Corriere della Sera, 22 novembre 2018
Intervista a Pierre Moscovici
Al decimo piano del palazzo della Commissione Ue, sulla porta del capo gabinetto di Pierre Moscovici è appesa una foto del commissario agli Affari economici che scruta in modo quasi febbrile il volto del ministro Giovanni Tria. La didascalia recita: «Let’s the stress begin»(«che cominci lo stress»). Intanto nel suo ufficio Moscovici si sta rilassando con una lattina di coca light e una traduzione francese di Italo Svevo. Due ore prima ha annunciato la prima mossa di una procedura sui conti italiani e Matteo Salvini, il vicepremier, ha replicato: «Aspetto una lettera di Babbo Natale».
Commissario, che effetto le fa una risposta così?
«L’opinione della Commissione è un passaggio importante di una procedura prevista dai trattati. Non mi sono messo il vestito rosso o la barba bianca e non sono Babbo Natale: sono il commissario agli Affari Economici e penso si debbano trattare queste questioni con rispetto reciproco, serietà e dignità. Non con disinvoltura e un’ironia che stride. Diamoci da fare perché c’è tanto lavoro, in questa situazione che nessuno ha voluto. Certo non noi. Il dialogo non è un’opzione, è un imperativo».
Lei parla con il ministro dell’Economia, che non ha potere, ma non con chi ne ha: i vicepremier Salvini e Luigi Di Maio. Non è il caso di chiamarli?
«Non possiamo pensare che il governo di un grande Paese del G7, la terza economia dell’area euro, e le istituzioni di questo Paese siano un Villaggio Potëmkin o di cartapesta. Le istituzioni vanno prese sul serio. Quando parlo al mio interlocutore Tria, o vengo ricevuto al Quirinale, parlo a persone che rappresentano istituzioni. Non possiamo mettere in dubbio la legittimità dei nostri interlocutori. Tocca poi a loro vedere con i loro colleghi come organizzare il dialogo».
Per ora, è fra sordi.

============================================================

### AZIONI DA SVOLGERE
(1) Ripeti il passo dell'intervista a Pierre Moscovici da "Lei parla con" fino a "è fra sordi." compreso.
(2) Prosegui l'intervista a Pierre Moscovici a partire dall'ultima battuta riportata.

Voci per l'identificazione della posizione:
============================================================

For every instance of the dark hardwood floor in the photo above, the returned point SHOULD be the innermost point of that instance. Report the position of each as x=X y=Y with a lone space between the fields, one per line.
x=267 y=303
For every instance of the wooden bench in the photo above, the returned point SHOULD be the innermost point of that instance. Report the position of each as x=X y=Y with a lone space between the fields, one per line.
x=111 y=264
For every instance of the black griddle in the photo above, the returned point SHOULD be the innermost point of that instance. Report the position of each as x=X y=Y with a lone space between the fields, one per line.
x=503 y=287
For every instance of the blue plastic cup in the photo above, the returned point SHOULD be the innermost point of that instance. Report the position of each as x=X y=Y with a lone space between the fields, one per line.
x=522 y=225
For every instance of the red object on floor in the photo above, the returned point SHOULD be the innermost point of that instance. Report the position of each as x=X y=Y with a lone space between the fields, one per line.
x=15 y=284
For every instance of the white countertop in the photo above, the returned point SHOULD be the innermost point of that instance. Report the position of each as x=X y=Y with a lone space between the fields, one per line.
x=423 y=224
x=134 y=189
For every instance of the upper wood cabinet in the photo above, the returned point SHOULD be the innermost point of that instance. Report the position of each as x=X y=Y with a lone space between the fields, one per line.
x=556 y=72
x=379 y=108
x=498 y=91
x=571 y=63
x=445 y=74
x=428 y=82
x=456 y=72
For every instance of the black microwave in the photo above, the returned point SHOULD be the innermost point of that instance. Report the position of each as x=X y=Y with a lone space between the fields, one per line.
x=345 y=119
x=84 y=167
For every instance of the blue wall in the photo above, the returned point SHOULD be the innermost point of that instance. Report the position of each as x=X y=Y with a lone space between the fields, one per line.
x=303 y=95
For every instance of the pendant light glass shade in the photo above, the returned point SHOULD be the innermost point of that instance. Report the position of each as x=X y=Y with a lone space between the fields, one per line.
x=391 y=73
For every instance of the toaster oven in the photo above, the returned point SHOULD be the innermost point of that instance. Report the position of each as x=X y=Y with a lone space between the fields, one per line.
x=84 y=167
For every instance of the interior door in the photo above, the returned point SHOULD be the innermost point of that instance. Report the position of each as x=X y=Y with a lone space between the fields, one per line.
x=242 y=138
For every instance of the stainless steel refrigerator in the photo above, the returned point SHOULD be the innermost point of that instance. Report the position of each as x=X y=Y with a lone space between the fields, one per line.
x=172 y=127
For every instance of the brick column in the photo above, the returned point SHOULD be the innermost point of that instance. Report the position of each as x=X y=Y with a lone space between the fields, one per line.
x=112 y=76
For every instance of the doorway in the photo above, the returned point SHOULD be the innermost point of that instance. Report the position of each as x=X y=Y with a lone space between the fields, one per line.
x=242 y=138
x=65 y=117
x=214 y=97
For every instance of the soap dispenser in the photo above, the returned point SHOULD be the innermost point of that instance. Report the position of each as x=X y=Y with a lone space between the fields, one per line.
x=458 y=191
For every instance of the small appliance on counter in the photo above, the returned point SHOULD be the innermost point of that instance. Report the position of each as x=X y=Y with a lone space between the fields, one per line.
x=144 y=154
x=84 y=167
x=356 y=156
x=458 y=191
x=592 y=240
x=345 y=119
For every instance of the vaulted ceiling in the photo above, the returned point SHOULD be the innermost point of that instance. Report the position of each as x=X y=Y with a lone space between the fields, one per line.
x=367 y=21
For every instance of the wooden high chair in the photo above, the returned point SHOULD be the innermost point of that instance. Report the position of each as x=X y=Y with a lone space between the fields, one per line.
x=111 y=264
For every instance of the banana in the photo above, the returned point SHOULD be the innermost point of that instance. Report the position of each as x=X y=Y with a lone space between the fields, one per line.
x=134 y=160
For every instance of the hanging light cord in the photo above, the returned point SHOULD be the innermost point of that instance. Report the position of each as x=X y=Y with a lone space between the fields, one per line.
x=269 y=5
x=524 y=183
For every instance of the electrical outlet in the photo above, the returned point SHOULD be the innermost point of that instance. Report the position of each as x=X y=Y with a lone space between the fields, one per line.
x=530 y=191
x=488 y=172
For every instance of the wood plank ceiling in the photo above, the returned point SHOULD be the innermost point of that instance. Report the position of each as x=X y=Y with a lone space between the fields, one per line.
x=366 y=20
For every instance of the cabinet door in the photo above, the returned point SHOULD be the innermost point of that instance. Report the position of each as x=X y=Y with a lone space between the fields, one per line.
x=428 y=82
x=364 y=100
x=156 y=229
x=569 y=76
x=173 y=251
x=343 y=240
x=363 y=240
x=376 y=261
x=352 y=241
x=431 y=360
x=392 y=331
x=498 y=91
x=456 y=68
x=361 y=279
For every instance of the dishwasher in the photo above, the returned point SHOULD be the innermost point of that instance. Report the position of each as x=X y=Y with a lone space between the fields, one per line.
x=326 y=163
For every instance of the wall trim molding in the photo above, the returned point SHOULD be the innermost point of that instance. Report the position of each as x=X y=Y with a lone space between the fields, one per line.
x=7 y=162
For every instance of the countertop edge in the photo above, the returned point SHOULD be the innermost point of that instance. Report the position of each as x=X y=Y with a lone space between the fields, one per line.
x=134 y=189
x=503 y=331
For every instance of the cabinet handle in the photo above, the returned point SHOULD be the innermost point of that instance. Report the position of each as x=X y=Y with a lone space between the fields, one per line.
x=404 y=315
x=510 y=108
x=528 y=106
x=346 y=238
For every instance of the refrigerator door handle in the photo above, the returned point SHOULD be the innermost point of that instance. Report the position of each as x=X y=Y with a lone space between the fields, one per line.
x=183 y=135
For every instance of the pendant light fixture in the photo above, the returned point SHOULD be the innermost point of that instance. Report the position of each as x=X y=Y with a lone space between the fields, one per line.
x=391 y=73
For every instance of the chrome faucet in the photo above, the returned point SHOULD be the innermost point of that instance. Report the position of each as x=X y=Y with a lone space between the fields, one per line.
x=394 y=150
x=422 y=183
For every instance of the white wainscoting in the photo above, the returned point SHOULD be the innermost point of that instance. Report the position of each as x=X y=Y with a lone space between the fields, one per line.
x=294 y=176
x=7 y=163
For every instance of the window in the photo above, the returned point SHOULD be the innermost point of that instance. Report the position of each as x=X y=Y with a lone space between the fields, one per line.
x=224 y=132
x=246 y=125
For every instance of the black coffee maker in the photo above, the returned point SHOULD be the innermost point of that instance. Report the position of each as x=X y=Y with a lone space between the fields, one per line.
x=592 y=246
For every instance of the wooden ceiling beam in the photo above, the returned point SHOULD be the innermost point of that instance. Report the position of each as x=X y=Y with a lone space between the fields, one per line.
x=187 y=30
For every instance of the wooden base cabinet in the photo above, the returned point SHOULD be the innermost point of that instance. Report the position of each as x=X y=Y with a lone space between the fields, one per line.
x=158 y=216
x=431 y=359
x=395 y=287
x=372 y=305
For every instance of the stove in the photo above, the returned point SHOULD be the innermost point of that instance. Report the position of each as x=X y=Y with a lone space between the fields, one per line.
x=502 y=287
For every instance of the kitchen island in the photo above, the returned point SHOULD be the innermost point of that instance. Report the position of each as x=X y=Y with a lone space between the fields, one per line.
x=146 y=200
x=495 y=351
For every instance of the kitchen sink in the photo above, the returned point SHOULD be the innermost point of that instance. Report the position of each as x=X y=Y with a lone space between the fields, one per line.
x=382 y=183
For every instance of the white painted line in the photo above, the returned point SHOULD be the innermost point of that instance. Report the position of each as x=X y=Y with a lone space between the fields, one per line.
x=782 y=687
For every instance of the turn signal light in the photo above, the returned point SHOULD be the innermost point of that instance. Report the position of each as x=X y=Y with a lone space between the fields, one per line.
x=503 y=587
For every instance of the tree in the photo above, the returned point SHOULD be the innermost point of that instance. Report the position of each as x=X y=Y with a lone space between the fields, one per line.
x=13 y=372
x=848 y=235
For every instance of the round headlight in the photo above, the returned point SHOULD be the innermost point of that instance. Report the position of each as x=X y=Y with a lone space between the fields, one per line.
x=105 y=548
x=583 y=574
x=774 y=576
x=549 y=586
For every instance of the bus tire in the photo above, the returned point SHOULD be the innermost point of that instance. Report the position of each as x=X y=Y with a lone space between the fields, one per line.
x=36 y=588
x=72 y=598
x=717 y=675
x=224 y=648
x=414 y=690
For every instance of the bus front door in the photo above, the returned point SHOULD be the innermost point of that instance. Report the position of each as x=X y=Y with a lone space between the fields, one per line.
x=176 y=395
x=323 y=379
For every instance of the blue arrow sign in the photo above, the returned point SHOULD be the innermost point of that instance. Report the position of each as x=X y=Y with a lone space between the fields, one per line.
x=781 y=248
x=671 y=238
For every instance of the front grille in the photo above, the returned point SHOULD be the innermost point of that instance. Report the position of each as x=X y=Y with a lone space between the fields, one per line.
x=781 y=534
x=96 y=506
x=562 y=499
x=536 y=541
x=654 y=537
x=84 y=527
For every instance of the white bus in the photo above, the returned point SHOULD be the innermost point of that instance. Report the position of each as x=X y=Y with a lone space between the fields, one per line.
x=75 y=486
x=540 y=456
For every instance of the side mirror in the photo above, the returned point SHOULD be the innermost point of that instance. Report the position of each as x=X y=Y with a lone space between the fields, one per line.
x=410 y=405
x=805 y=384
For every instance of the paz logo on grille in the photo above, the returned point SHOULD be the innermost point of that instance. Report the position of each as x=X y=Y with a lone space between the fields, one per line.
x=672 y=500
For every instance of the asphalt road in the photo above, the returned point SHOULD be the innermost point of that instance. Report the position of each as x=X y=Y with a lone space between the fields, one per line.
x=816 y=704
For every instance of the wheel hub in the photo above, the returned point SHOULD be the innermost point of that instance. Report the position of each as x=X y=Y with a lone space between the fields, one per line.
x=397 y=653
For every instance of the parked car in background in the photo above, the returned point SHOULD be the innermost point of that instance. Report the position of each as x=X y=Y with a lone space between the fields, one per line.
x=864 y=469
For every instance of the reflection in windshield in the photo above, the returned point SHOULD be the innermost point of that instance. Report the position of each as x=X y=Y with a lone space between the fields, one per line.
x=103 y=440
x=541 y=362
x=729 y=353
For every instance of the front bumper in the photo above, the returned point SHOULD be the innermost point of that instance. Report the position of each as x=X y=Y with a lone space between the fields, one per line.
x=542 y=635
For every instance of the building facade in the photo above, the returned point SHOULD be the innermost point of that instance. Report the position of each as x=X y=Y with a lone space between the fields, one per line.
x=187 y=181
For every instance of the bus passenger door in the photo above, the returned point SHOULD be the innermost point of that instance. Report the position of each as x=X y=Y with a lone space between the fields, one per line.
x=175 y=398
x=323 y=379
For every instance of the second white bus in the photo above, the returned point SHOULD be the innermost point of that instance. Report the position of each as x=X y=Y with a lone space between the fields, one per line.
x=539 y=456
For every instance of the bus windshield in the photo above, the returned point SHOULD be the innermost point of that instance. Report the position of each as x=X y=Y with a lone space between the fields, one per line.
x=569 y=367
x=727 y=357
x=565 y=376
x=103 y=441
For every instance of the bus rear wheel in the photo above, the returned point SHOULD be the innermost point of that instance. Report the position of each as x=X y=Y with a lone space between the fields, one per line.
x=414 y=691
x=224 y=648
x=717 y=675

============================================================

### COMPITI RISOLTI
(1)
Lei parla con il ministro dell’Economia, che non ha potere, ma non con chi ne ha: i vicepremier Salvini e Luigi Di Maio. Non è il caso di chiamarli?
«Non possiamo pensare che il governo di un grande Paese del G7, la terza economia dell’area euro, e le istituzioni di questo Paese siano un Villaggio Potëmkin o di cartapesta. Le istituzioni vanno prese sul serio. Quando parlo al mio interlocutore Tria, o vengo ricevuto al Quirinale, parlo a persone che rappresentano istituzioni. Non possiamo mettere in dubbio la legittimità dei nostri interlocutori. Tocca poi a loro vedere con i loro colleghi come organizzare il dialogo».
Per ora, è fra sordi.

(2)
«Non la metterei così. Tenere un filo di dialogo significa che restiamo in un quadro comune, la zona euro, e in istituzioni comuni come l’eurogruppo. Parliamo fra istituzioni che hanno anche un passato e un futuro. Salvini stesso ha detto che è disposto al dialogo sulla manovra, dunque capisce la posta in gioco. Continuerò a confrontarmi con i miei interlocutori e se a un certo punto ci fosse occasione di incontrare Salvini o Di Maio in conversazioni più informali, non sono contro».
È sostenibile per l’Italia uno spread inchiodato sopra i 300 punti?
«Non tocca a noi dirlo. Non commentiamo i movimenti di mercato e cerchiamo di non provocarli. Siamo regolatori, non speculatori. Ma un livello di spread elevato ha conseguenze che conosciamo. Dunque chiediamoci cos’è che crea lo spread e non confondiamo il termometro con la febbre».
Non sarete voi ad agitare i mercati?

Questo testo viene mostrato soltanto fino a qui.